**Your objective**:
Produce the listing below again, exactly as shown.

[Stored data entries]
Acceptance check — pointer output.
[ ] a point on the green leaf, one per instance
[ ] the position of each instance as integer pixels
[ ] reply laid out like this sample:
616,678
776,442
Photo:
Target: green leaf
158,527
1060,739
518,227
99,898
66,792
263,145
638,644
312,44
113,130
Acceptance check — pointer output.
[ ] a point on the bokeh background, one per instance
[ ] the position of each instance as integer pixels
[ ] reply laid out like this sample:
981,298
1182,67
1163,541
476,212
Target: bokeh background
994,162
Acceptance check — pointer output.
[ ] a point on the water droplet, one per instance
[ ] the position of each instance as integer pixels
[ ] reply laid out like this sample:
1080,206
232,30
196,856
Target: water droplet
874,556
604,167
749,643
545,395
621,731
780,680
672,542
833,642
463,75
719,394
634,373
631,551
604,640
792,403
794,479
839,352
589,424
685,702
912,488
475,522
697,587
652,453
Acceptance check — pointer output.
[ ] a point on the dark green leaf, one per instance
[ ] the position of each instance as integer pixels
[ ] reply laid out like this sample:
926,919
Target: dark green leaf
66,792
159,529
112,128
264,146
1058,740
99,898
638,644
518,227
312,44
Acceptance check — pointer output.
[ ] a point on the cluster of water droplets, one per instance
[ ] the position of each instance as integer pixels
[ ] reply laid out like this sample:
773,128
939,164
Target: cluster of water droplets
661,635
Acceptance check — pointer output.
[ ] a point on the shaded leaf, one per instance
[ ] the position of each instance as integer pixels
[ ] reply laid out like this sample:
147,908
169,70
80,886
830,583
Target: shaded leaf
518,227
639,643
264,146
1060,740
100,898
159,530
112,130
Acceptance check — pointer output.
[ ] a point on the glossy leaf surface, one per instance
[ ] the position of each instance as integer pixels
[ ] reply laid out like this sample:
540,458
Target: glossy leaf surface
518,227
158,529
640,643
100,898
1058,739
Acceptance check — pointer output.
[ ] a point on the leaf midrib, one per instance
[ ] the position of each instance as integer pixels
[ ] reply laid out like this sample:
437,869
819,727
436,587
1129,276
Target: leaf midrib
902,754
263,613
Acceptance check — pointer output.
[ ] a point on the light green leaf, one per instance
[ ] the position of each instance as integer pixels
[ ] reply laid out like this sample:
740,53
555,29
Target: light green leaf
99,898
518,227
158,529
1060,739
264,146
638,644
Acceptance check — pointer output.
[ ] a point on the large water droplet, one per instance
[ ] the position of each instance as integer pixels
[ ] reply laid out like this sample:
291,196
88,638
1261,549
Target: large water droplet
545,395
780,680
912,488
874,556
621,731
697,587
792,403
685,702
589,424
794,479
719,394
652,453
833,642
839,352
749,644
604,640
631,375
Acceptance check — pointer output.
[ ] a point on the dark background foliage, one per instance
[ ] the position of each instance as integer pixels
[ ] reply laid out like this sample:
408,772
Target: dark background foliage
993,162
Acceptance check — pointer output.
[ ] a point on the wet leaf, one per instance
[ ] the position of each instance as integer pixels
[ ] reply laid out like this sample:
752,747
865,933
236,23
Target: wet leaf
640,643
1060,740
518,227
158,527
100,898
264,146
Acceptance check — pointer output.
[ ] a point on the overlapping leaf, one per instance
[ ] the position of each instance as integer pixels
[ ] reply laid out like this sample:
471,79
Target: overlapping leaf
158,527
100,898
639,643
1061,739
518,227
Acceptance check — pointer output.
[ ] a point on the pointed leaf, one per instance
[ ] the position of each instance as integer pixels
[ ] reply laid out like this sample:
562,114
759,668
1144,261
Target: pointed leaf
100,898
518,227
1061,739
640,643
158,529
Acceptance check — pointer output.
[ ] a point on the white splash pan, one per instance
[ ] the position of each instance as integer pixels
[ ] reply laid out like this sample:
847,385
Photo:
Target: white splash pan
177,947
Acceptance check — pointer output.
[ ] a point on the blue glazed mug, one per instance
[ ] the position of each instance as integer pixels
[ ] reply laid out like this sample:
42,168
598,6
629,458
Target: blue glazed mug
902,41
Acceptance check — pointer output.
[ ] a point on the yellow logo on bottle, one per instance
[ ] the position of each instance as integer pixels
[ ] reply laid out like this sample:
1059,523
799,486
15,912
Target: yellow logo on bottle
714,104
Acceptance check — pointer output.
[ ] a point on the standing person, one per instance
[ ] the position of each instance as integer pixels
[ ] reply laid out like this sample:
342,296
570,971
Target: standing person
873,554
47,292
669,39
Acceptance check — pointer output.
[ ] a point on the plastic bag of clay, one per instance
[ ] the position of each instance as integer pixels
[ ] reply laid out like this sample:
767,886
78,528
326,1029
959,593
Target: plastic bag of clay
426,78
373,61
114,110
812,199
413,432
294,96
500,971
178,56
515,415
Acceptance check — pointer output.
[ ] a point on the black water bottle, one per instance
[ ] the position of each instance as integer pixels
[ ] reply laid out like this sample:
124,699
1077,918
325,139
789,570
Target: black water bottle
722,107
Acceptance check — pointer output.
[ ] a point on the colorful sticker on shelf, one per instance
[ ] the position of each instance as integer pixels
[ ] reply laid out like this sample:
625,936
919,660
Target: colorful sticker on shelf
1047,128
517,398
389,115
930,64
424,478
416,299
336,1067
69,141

**Task answer**:
Acceptance check — pointer output.
[ ] a point on the green leaf, one per instance
[ ] the position of each instance as integer pixels
[ ] reply laid out like this sample:
616,678
776,442
Photo:
Target: green leaf
158,527
1060,739
518,227
99,898
66,792
263,145
638,644
312,44
113,130
Acceptance check — pointer output.
[ ] a point on the bokeh background, one per instance
[ ] the position of each instance as integer pixels
[ ] reply laid out like this sample:
981,298
1182,67
1163,541
476,212
Target: bokeh background
994,162
Acceptance check — pointer output.
[ ] a point on the water droplet, one per instance
[ ] the position of each instance as integer pixels
[ ] reply laid out like this sample:
1080,206
232,30
196,856
Target: water droplet
874,556
604,167
749,643
545,395
621,731
780,680
672,542
833,642
463,75
719,394
634,373
631,551
604,640
792,403
794,479
839,352
589,424
685,702
912,488
475,522
697,587
652,453
Acceptance check — pointer output.
[ ] a point on the dark green leaf, one per instance
[ ] the position of each instance as integer pixels
[ ] reply laid out like this sample:
926,919
Target: dark green leaf
66,792
159,529
112,128
264,146
1058,740
99,898
638,644
518,227
312,44
Acceptance check — pointer output.
[ ] a point on the cluster of water droplets, one per instance
[ ] the position of each instance as integer pixels
[ ] reply laid out like this sample:
773,128
939,164
Target: cluster of water droplets
661,635
Acceptance check — pointer output.
[ ] a point on the shaded leaf, one per instance
[ ] the position of each instance as integer pixels
[ ] reply laid out like this sample:
147,908
169,70
80,886
830,583
Target: shaded leaf
518,227
639,643
264,146
1060,740
100,898
159,530
112,130
Acceptance check — pointer output.
[ ] a point on the glossy leaf surface, one per instance
[ ] the position of each instance as integer pixels
[ ] reply laid out like this sample:
540,458
Target: glossy leaf surface
518,227
158,529
640,643
100,898
1058,739
Acceptance check — pointer output.
[ ] a point on the leaf midrib, one per instance
[ ] the position of each instance as integer pixels
[ ] reply laid out like this sample:
437,869
819,727
436,587
1129,276
Target: leaf midrib
902,754
263,613
Acceptance check — pointer output.
[ ] a point on the light green leaf, one per instance
[ ] the position of each instance as integer pixels
[ ] reply laid out like this sample:
740,53
555,29
Target: light green leaf
99,898
518,227
158,529
1060,739
264,146
638,644
Acceptance check — pointer output.
[ ] a point on the large water droplet, one per instance
[ ] the position of each instance as integer pixels
[ ] reply laid out like this sample:
291,196
88,638
1261,549
Target: large water droplet
545,395
780,680
912,488
874,556
621,731
697,587
792,403
685,702
589,424
794,479
719,394
652,453
833,642
839,352
749,644
604,640
631,375
Acceptance check — pointer output.
[ ] a point on the dark background foliage, one per instance
[ ] the position of each instance as integer pixels
[ ] reply laid out like this sample:
408,772
Target: dark background foliage
993,162
Acceptance check — pointer output.
[ ] a point on the wet leaf, one per instance
[ ] the position of each instance as integer pixels
[ ] reply laid out like this sample:
752,747
865,933
236,23
Target: wet leaf
640,643
1060,740
518,227
158,527
100,898
264,146
Acceptance check — pointer output.
[ ] a point on the overlapping leaf, one per instance
[ ] the position of each instance as integer pixels
[ ] reply laid out like this sample:
471,79
Target: overlapping leaf
158,527
100,898
639,643
1061,739
518,227
Acceptance check — pointer output.
[ ] a point on the pointed leaf, one per instance
[ ] the position of each instance as integer pixels
[ ] reply laid out like this sample:
562,114
759,668
1144,261
Target: pointed leaf
100,898
518,227
1061,739
640,643
158,529
Acceptance check — pointer output.
[ ] a point on the white splash pan, one per instance
[ ] the position of each instance as integer pixels
[ ] reply laid out like this sample:
847,385
Photo:
Target: white splash pan
177,947
Acceptance check — pointer output.
[ ] a point on the blue glazed mug, one per instance
[ ] the position of each instance as integer pixels
[ ] reply laid out like this sample:
42,168
598,6
629,458
Target: blue glazed mug
902,41
Acceptance check — pointer output.
[ ] a point on the yellow logo on bottle, one per instance
[ ] the position of each instance as integer pixels
[ ] reply laid out like this sample:
1059,523
799,486
15,912
Target: yellow logo on bottle
714,104
Acceptance check — pointer output.
[ ] a point on the standing person, one per instance
[ ] the position of each instance as integer pixels
[ ] reply laid out like this sample:
342,296
570,971
Target: standing person
873,554
47,292
669,39
Acceptance check — pointer output.
[ ] a point on the plastic bag of clay, one per instance
[ ] the position of each instance as integer pixels
[ ] reply laid out like this sample:
767,886
78,528
326,1029
959,593
Target: plastic bag of clay
426,78
373,61
114,110
812,199
413,432
294,96
500,971
178,56
515,415
Acceptance check — pointer output.
[ ] a point on the black water bottle, one per instance
[ ] the position of each instance as integer pixels
[ ] reply laid out like this sample:
124,699
1077,918
325,139
789,570
Target: black water bottle
722,107
Acceptance check — pointer output.
[ ] a point on the colorful sticker on shelf, one per instance
[ ] the position of each instance as integer pixels
[ ] reply laid out like this sample:
625,936
919,660
Target: colorful sticker on shelf
1047,128
517,398
389,115
930,64
424,478
416,299
336,1067
69,141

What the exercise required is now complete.